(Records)
- - -
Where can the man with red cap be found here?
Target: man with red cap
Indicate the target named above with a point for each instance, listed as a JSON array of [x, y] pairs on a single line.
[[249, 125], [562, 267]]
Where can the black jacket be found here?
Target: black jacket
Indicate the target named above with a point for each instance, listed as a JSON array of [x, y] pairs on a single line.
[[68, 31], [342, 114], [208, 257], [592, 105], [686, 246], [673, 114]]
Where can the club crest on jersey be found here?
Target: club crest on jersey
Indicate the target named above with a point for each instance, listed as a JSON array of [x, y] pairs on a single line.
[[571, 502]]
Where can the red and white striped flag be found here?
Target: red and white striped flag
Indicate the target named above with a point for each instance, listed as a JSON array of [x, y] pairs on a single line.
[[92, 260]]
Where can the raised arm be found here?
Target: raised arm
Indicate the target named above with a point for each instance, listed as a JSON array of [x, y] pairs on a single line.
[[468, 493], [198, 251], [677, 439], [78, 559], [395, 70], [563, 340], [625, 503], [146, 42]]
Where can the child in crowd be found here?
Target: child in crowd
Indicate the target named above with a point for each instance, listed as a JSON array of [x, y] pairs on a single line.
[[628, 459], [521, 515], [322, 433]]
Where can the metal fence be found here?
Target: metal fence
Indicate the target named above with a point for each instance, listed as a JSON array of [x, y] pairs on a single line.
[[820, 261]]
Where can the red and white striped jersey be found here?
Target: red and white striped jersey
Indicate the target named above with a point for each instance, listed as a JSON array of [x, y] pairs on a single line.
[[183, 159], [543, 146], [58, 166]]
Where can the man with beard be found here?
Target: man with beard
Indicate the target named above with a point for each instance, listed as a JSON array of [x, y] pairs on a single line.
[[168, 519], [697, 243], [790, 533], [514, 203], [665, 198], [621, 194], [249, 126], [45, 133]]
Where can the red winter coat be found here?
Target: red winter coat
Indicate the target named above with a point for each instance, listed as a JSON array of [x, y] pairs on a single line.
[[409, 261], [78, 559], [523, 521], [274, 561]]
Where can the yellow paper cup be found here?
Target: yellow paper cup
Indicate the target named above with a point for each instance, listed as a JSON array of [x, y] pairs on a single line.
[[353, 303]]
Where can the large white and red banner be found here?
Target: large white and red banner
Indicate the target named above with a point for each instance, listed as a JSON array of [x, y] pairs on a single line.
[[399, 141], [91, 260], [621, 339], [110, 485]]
- - -
(AIM OF THE EXERCISE)
Reproduce the data above in full, substituting "dark jacket" for every occurrence of "black jacket" and leaving everything else unchanged.

(EXERCISE ANSWER)
Where can the man with red cap be found here?
Target: man with red cap
Indicate the target named above with a point for each instance, listed as a JSON array of [x, y] pairs on a single line.
[[249, 125], [562, 267]]
Where can the dark jacket be found here?
Target: dark jacket
Indicate the target named above with a point for each instance, listed as a JSON array of [x, y] pairs on a single line.
[[68, 31], [342, 114], [208, 257], [592, 105], [686, 246], [673, 114]]
Where can the club crest on jersey be found here?
Target: club crest on jersey
Indicate the target named above with a point for each instance, listed as a JSON array of [x, y] pairs on a single line.
[[571, 502]]
Where can the red and white striped flag be found here?
Target: red and white striped flag
Indicate the target named above with a point for each instance, listed as a JSON array of [x, y] pairs on a single line.
[[92, 260]]
Where can the raised arm be found here?
Target: raised arm
Indicate the target named above with a point for each instance, listed as a JSON array of [x, y] pairs on a single line.
[[468, 493], [198, 251], [677, 439], [78, 559], [395, 70], [563, 340], [625, 503], [146, 42]]
Where can the child in crowd be found here?
Target: child in crowd
Indicate the target named above with a point for each instance, listed as a JSON array of [x, y] pairs on a single line.
[[628, 459], [521, 515], [322, 433]]
Where can the metal fence be found here?
Target: metal fence
Indicate the target named above with a point for each instance, listed as a JSON array of [x, y] pairs on a single line.
[[820, 261]]
Where can the red and white striped jersey be found here?
Target: red and white striped jersey
Indicate the target named above with a point for each instance, listed as a JSON array of [x, y] pairs on a single line.
[[183, 159], [543, 146], [58, 166]]
Where can the man with beard be found here?
Target: man with beard
Indicate the target named above with a point for each instance, listed as a JSON array of [x, y] pairs on a single line.
[[168, 519], [697, 243], [790, 533], [514, 203], [665, 198], [621, 194], [249, 126], [45, 133]]
Where can the red winter coat be found here?
Target: red winter coat
Indicate the target named above with a point for each instance, listed as a JSON array of [x, y] pairs on a single line.
[[409, 261], [78, 559], [523, 521], [274, 561]]
Where can the yellow paper cup be found here?
Target: yellow paper cup
Indicate the target named above with a point for each instance, listed as a JSON array of [x, y] pairs on a single line.
[[353, 303]]
Where can the large white and red banner be found here?
Target: large white and red banner
Indicate the target named above with a point for each instance, listed as a JSON array of [x, y] pairs on a single line.
[[399, 141], [91, 260], [621, 339], [110, 485]]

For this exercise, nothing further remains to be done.